Work to complete: Your answer must match the material exactly, line for line.
########################################
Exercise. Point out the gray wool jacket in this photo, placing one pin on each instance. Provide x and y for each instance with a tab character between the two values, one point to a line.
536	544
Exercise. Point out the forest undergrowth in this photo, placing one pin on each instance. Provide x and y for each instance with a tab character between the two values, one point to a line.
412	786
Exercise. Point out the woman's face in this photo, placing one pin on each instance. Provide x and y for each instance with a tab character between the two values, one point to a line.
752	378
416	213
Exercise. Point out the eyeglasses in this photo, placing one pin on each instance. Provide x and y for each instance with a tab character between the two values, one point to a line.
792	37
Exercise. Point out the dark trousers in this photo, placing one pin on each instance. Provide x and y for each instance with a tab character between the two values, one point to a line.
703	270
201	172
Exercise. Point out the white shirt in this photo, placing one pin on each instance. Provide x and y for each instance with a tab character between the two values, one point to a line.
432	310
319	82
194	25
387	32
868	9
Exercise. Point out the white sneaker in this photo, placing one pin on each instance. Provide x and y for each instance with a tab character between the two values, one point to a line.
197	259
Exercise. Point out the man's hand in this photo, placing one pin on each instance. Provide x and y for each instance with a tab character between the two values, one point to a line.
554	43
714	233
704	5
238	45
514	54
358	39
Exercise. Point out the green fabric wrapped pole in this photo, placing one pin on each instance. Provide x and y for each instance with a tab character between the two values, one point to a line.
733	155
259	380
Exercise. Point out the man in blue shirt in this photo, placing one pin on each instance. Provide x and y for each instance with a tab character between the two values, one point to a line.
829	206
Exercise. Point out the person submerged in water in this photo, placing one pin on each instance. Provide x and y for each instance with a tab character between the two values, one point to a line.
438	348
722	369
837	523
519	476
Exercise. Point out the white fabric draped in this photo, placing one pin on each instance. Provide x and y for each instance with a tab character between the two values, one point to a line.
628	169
########################################
Response box:
Exercise. Point out the gray wool jacket in this photo, placing one pin on each instance. Provide x and y for each instance with a tab character between the two values, one point to a line.
536	544
Exercise. Point out the forest undergrowth in this photo, placing one pin on each instance. Provide x and y for each instance with a tab character between the two values, one point to a line.
412	786
Exercise. Point out the woman's face in this photo, placing one pin on each instance. Provide x and y for each instance with a tab character between the two values, one point to a line.
752	378
416	213
Exercise. Point out the eyeglasses in this photo, placing one pin on each instance. Provide x and y for each instance with a tab character between the two values, one point to a line.
792	37
Exercise. Point out the dark trousers in this photo, placing one pin on each instance. Provide x and y for each instance with a tab character between the two values, one point to a line.
703	270
201	172
Exercise. Point out the white shirt in this photo, placing one pin on each instance. Provide x and y for each instance with a tab character between the two values, one point to a line.
432	310
319	82
194	25
387	32
868	9
Exercise. Point out the white sneaker in this photo, placing one pin on each instance. Provide x and y for each instance with a tab character between the two values, one point to a line.
197	259
Exercise. Point out the man's hand in this photo, placing one pin on each instance. Provide x and y for each instance with a tab character between the two values, one point to a line.
554	43
714	233
704	5
238	45
514	54
358	39
Exercise. Point out the green fabric wrapped pole in this photo, placing one pin on each instance. Provide x and y for each instance with a tab character between the two values, one point to a line.
733	155
259	380
Exercise. Point out the man in blue shirt in this photo, placing one pin on each instance. Provide x and y for each instance with a tab character between the two values, one point to a line.
829	206
Exercise. Point out the person submerged in water in this photo, placing one pin on each instance. Provide x and y for each instance with a tab character between the two values, one point to a line.
438	348
722	369
837	523
519	476
Exercise. Point out the white fabric draped in this photo, placing one pin on each instance. Provide x and y for each instance with a tab character between the two values, one point to a line.
628	169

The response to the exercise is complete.